*WHAT IS REQUIRED*: Which lines in the items below contain the string "target", with case counting? Select each of them and copy it out in full.

*DATA*:

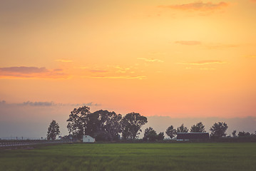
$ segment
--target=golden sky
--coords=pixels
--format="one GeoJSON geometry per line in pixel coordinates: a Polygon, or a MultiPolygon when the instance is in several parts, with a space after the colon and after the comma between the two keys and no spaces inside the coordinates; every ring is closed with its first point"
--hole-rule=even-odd
{"type": "Polygon", "coordinates": [[[0,0],[0,100],[256,116],[255,21],[255,0],[0,0]]]}

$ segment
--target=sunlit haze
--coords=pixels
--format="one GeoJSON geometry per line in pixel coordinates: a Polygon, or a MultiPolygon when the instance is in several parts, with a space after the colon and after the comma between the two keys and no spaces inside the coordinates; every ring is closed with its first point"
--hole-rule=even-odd
{"type": "Polygon", "coordinates": [[[67,134],[83,105],[253,125],[255,21],[253,0],[0,0],[0,137],[67,134]]]}

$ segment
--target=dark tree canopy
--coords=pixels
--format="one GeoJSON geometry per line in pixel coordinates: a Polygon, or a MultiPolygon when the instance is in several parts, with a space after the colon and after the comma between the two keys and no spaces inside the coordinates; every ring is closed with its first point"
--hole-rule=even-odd
{"type": "Polygon", "coordinates": [[[56,136],[60,135],[60,133],[58,124],[56,120],[53,120],[48,128],[47,140],[56,140],[56,136]]]}
{"type": "Polygon", "coordinates": [[[215,123],[210,128],[210,130],[211,131],[210,135],[216,138],[226,136],[226,130],[228,126],[225,123],[215,123]]]}
{"type": "Polygon", "coordinates": [[[184,126],[183,123],[180,127],[177,128],[177,133],[188,133],[188,128],[184,126]]]}
{"type": "Polygon", "coordinates": [[[86,134],[89,114],[91,114],[90,108],[87,106],[74,108],[67,120],[68,133],[75,138],[81,138],[86,134]]]}
{"type": "Polygon", "coordinates": [[[158,138],[158,134],[151,127],[146,128],[144,132],[144,140],[154,141],[158,138]]]}
{"type": "Polygon", "coordinates": [[[233,130],[233,132],[232,132],[232,135],[233,137],[236,137],[237,136],[237,130],[233,130]]]}
{"type": "Polygon", "coordinates": [[[96,140],[117,140],[121,133],[121,119],[122,115],[115,112],[96,111],[88,115],[86,132],[96,140]]]}
{"type": "Polygon", "coordinates": [[[173,138],[175,137],[175,135],[176,135],[177,130],[176,129],[173,128],[173,125],[170,125],[170,127],[168,127],[168,128],[167,128],[165,133],[167,135],[168,135],[170,139],[172,139],[173,138]]]}
{"type": "Polygon", "coordinates": [[[206,133],[205,125],[200,122],[191,127],[190,133],[206,133]]]}
{"type": "Polygon", "coordinates": [[[238,133],[238,137],[247,137],[247,136],[250,136],[250,135],[251,135],[251,134],[248,132],[242,131],[242,132],[238,133]]]}
{"type": "Polygon", "coordinates": [[[147,118],[137,113],[126,114],[121,120],[122,136],[124,140],[135,139],[141,132],[140,128],[148,123],[147,118]]]}
{"type": "Polygon", "coordinates": [[[122,115],[114,112],[100,110],[94,113],[83,106],[75,108],[67,120],[70,134],[77,138],[88,135],[96,140],[116,140],[121,132],[120,121],[122,115]]]}
{"type": "Polygon", "coordinates": [[[157,140],[163,140],[163,138],[165,138],[164,133],[163,133],[163,132],[160,132],[160,133],[158,135],[157,140]]]}

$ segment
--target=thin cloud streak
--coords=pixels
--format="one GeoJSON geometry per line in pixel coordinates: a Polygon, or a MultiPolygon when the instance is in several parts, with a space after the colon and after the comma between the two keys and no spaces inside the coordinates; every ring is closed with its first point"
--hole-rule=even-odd
{"type": "Polygon", "coordinates": [[[175,41],[175,43],[181,45],[200,45],[201,44],[201,42],[197,41],[175,41]]]}
{"type": "Polygon", "coordinates": [[[212,2],[204,3],[203,1],[183,4],[180,5],[169,5],[169,6],[159,6],[160,8],[169,8],[178,10],[194,10],[194,11],[215,11],[225,6],[227,6],[228,4],[225,2],[220,2],[218,4],[214,4],[212,2]]]}
{"type": "Polygon", "coordinates": [[[56,59],[55,60],[56,62],[63,62],[63,63],[71,63],[73,62],[72,60],[67,60],[67,59],[56,59]]]}
{"type": "Polygon", "coordinates": [[[193,65],[193,66],[203,66],[203,65],[208,65],[208,64],[222,64],[225,62],[221,61],[214,61],[214,60],[208,60],[208,61],[201,61],[198,62],[194,63],[178,63],[178,64],[183,64],[183,65],[193,65]]]}
{"type": "Polygon", "coordinates": [[[146,79],[146,76],[91,76],[90,78],[110,78],[110,79],[138,79],[143,80],[146,79]]]}
{"type": "Polygon", "coordinates": [[[157,58],[138,58],[137,59],[143,60],[145,62],[160,62],[160,63],[163,62],[163,60],[157,59],[157,58]]]}
{"type": "Polygon", "coordinates": [[[53,101],[26,101],[18,103],[8,103],[5,100],[0,101],[0,105],[19,105],[19,106],[35,106],[35,107],[51,107],[51,106],[100,106],[101,104],[96,103],[94,102],[83,103],[56,103],[53,101]]]}
{"type": "Polygon", "coordinates": [[[67,78],[62,69],[45,67],[14,66],[0,68],[0,78],[67,78]]]}

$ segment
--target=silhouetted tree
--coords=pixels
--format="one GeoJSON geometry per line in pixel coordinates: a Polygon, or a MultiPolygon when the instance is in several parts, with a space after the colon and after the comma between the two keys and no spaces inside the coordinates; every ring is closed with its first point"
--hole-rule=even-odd
{"type": "Polygon", "coordinates": [[[170,139],[175,137],[176,135],[177,130],[176,129],[173,128],[173,125],[170,125],[166,129],[165,133],[167,135],[168,135],[170,139]]]}
{"type": "Polygon", "coordinates": [[[163,140],[163,138],[165,138],[165,135],[164,135],[163,132],[161,132],[161,133],[160,133],[158,135],[157,140],[163,140]]]}
{"type": "Polygon", "coordinates": [[[223,136],[226,136],[226,130],[228,126],[225,123],[215,123],[210,128],[211,131],[211,136],[220,138],[223,136]]]}
{"type": "Polygon", "coordinates": [[[201,122],[198,123],[191,127],[190,133],[206,133],[205,125],[201,122]]]}
{"type": "Polygon", "coordinates": [[[147,118],[137,113],[126,114],[121,120],[122,136],[124,140],[135,139],[141,132],[142,125],[148,123],[147,118]]]}
{"type": "Polygon", "coordinates": [[[56,136],[60,135],[60,133],[58,124],[56,120],[53,120],[48,128],[47,140],[55,140],[56,136]]]}
{"type": "Polygon", "coordinates": [[[183,123],[180,127],[177,128],[177,133],[188,133],[188,128],[184,126],[183,123]]]}
{"type": "Polygon", "coordinates": [[[232,135],[233,137],[236,137],[237,136],[237,130],[233,130],[233,132],[232,132],[232,135]]]}
{"type": "Polygon", "coordinates": [[[68,133],[73,137],[82,138],[83,135],[86,134],[89,114],[91,114],[90,108],[87,106],[74,108],[67,120],[68,133]]]}
{"type": "Polygon", "coordinates": [[[88,118],[86,132],[95,137],[96,140],[117,140],[119,138],[121,115],[100,110],[89,114],[88,118]]]}
{"type": "Polygon", "coordinates": [[[146,128],[144,132],[144,140],[150,140],[150,141],[154,141],[157,139],[158,135],[151,127],[146,128]]]}
{"type": "Polygon", "coordinates": [[[238,133],[238,137],[248,137],[248,136],[250,136],[251,134],[248,132],[245,132],[245,131],[242,131],[242,132],[239,132],[238,133]]]}

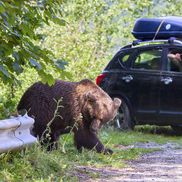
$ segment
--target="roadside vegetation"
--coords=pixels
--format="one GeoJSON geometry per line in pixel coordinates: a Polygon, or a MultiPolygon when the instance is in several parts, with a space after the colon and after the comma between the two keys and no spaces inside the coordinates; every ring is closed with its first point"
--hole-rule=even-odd
{"type": "MultiPolygon", "coordinates": [[[[59,149],[47,152],[39,144],[25,150],[0,155],[1,181],[78,181],[75,175],[78,166],[126,167],[126,160],[137,159],[140,155],[159,150],[132,147],[136,142],[178,143],[182,138],[175,136],[170,128],[140,126],[131,132],[122,132],[113,128],[103,129],[101,140],[113,149],[113,155],[98,154],[84,150],[79,153],[73,146],[72,134],[60,138],[59,149]],[[158,134],[156,134],[158,133],[158,134]]],[[[90,172],[91,178],[99,174],[90,172]]]]}
{"type": "MultiPolygon", "coordinates": [[[[37,80],[94,81],[113,54],[133,40],[136,18],[180,16],[182,9],[178,0],[38,2],[39,6],[36,1],[0,2],[0,119],[16,111],[24,91],[37,80]]],[[[0,154],[0,181],[77,181],[76,166],[121,168],[125,160],[158,150],[122,146],[149,141],[182,144],[170,128],[144,126],[130,132],[104,128],[100,135],[113,155],[79,153],[72,134],[61,137],[59,150],[51,153],[36,144],[0,154]]]]}

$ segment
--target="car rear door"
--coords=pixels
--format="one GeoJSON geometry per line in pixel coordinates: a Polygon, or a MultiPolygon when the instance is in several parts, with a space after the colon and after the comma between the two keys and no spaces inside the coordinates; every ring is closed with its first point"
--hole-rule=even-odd
{"type": "Polygon", "coordinates": [[[182,123],[182,72],[167,57],[174,50],[182,54],[180,46],[165,49],[165,67],[160,79],[159,121],[165,124],[182,123]]]}
{"type": "Polygon", "coordinates": [[[163,49],[160,46],[138,49],[130,73],[131,102],[138,123],[156,123],[159,112],[159,88],[163,49]]]}

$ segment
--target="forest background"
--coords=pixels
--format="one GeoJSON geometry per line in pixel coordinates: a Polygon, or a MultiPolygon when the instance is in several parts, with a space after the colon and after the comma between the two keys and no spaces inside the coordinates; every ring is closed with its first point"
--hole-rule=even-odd
{"type": "Polygon", "coordinates": [[[180,16],[180,0],[0,2],[0,118],[41,80],[95,80],[140,17],[180,16]]]}

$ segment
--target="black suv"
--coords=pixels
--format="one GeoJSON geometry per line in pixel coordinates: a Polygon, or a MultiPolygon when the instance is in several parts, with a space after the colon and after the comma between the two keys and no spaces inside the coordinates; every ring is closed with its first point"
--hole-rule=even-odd
{"type": "Polygon", "coordinates": [[[122,100],[116,118],[119,128],[156,124],[182,132],[182,62],[176,64],[169,54],[182,55],[182,41],[135,40],[121,48],[97,77],[103,90],[122,100]]]}

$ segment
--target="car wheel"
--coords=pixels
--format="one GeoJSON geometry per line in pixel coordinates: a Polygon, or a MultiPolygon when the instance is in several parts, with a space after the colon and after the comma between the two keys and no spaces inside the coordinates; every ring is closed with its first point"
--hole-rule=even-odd
{"type": "Polygon", "coordinates": [[[174,126],[174,125],[172,125],[171,128],[175,131],[176,134],[182,135],[182,126],[174,126]]]}
{"type": "Polygon", "coordinates": [[[114,119],[114,126],[121,130],[133,130],[134,122],[131,120],[131,115],[127,104],[122,100],[122,104],[118,110],[118,114],[114,119]]]}

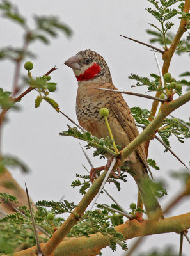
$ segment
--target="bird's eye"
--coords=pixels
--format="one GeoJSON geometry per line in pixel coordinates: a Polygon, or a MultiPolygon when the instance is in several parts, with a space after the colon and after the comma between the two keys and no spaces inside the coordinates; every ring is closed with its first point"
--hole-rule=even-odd
{"type": "Polygon", "coordinates": [[[90,64],[91,63],[91,59],[90,58],[88,58],[85,60],[85,63],[90,64]]]}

*ANSWER*:
--target=golden sky
--target=sunlit haze
--target=dark tree canopy
--target=thin cloud streak
--target=silhouetted tree
--target="roadside vegetation"
--target="car rear door"
--target="forest background"
--target="black suv"
--target="car wheel"
--target="bird's eye"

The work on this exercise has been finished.